* _What needs to be done_
Skip all lines in the entries below that come before the one containing "of the dark". Repeat that line and the rest exactly.

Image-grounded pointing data
^^^^^^^^

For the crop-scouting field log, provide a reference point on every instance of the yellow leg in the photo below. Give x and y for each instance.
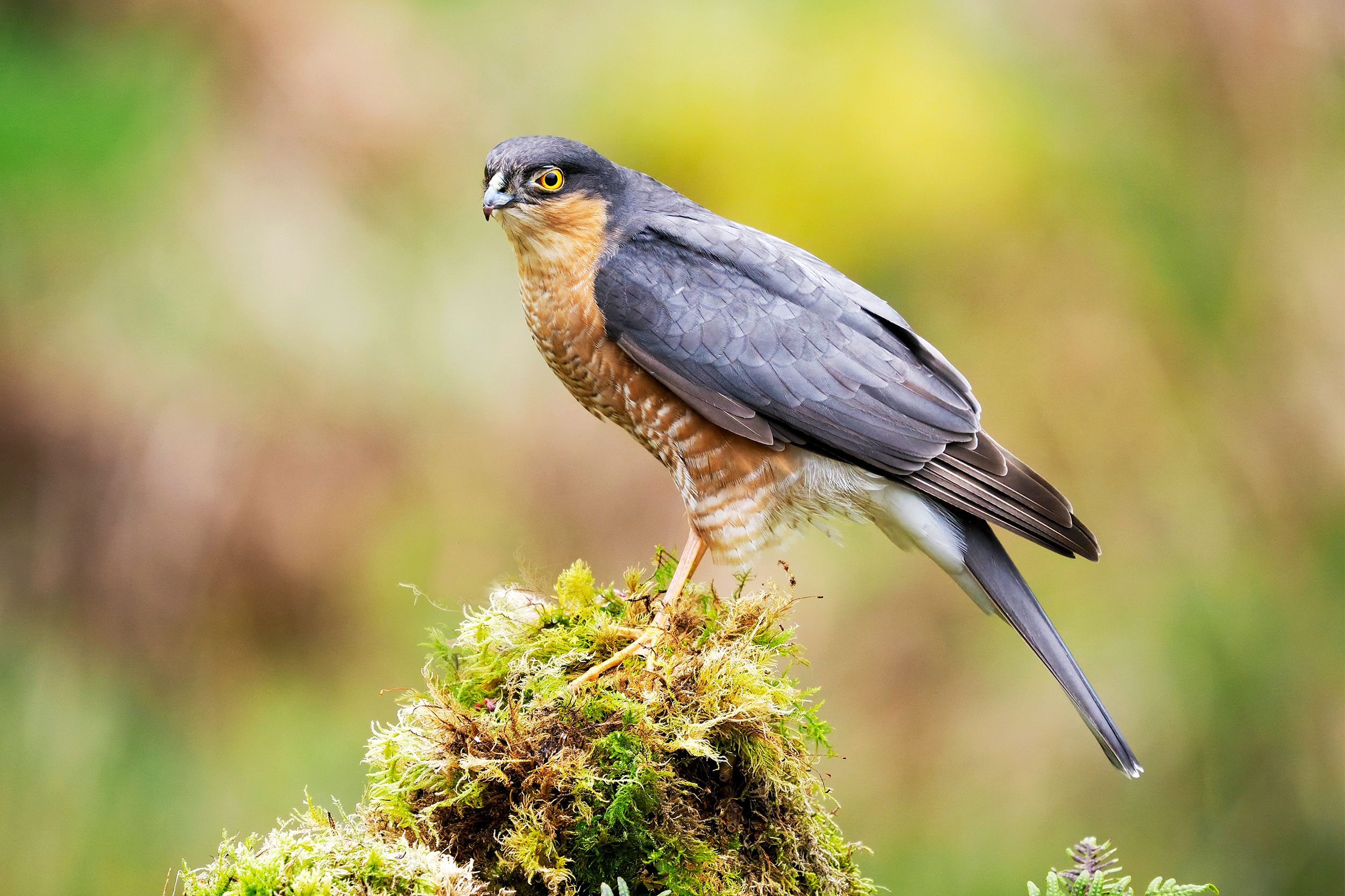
(685, 567)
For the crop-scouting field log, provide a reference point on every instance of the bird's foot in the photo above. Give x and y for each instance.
(645, 639)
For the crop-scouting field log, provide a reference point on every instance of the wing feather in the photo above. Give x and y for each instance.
(771, 344)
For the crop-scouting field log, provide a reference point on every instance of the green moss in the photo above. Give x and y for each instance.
(693, 776)
(316, 854)
(692, 773)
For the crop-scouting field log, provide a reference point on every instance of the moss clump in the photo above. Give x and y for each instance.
(693, 776)
(319, 855)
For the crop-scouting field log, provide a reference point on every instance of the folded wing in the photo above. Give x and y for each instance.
(773, 344)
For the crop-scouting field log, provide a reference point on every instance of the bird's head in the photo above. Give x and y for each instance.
(545, 187)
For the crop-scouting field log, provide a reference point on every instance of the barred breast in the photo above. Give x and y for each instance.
(740, 495)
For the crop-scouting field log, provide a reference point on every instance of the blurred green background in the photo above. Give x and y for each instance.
(261, 361)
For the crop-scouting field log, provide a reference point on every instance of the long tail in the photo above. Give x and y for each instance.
(966, 548)
(1013, 599)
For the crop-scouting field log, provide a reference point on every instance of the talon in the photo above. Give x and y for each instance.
(646, 639)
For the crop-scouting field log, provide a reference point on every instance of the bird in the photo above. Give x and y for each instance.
(776, 390)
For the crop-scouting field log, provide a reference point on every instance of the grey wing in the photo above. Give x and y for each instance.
(770, 342)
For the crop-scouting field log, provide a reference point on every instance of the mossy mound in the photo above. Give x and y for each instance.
(692, 773)
(695, 776)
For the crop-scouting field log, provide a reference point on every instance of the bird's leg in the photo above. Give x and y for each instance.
(686, 565)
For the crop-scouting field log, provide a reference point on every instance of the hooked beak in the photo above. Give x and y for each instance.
(495, 200)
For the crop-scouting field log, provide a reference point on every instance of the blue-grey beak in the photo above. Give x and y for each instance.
(495, 200)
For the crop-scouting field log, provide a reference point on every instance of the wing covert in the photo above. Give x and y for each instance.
(776, 339)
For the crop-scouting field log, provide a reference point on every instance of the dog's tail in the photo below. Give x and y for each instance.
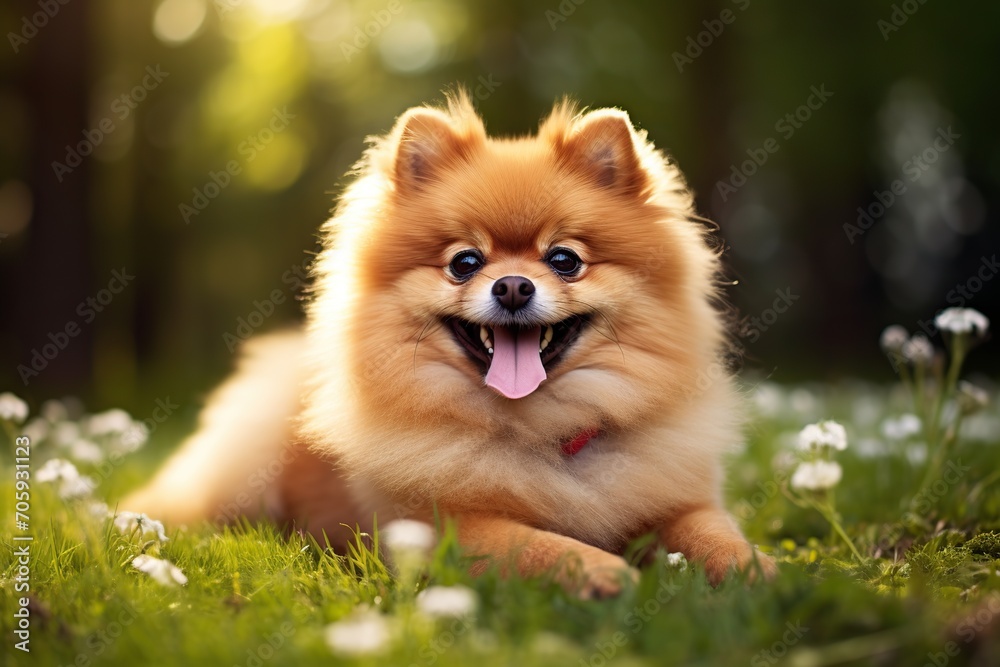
(231, 466)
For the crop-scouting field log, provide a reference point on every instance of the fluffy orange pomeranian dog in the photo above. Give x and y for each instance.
(520, 335)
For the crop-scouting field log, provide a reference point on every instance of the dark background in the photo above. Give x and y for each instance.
(227, 71)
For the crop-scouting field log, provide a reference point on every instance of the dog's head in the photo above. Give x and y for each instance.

^^^^^^^^

* _Completed task_
For the crop-scouting field log, provide a reference point on every instance of the dark background in the photo above. Give x and y for each instance.
(227, 71)
For the crop-scouting field log, provide a reference point on every instance of the dog's head in the photo above. Give x and y for each instance.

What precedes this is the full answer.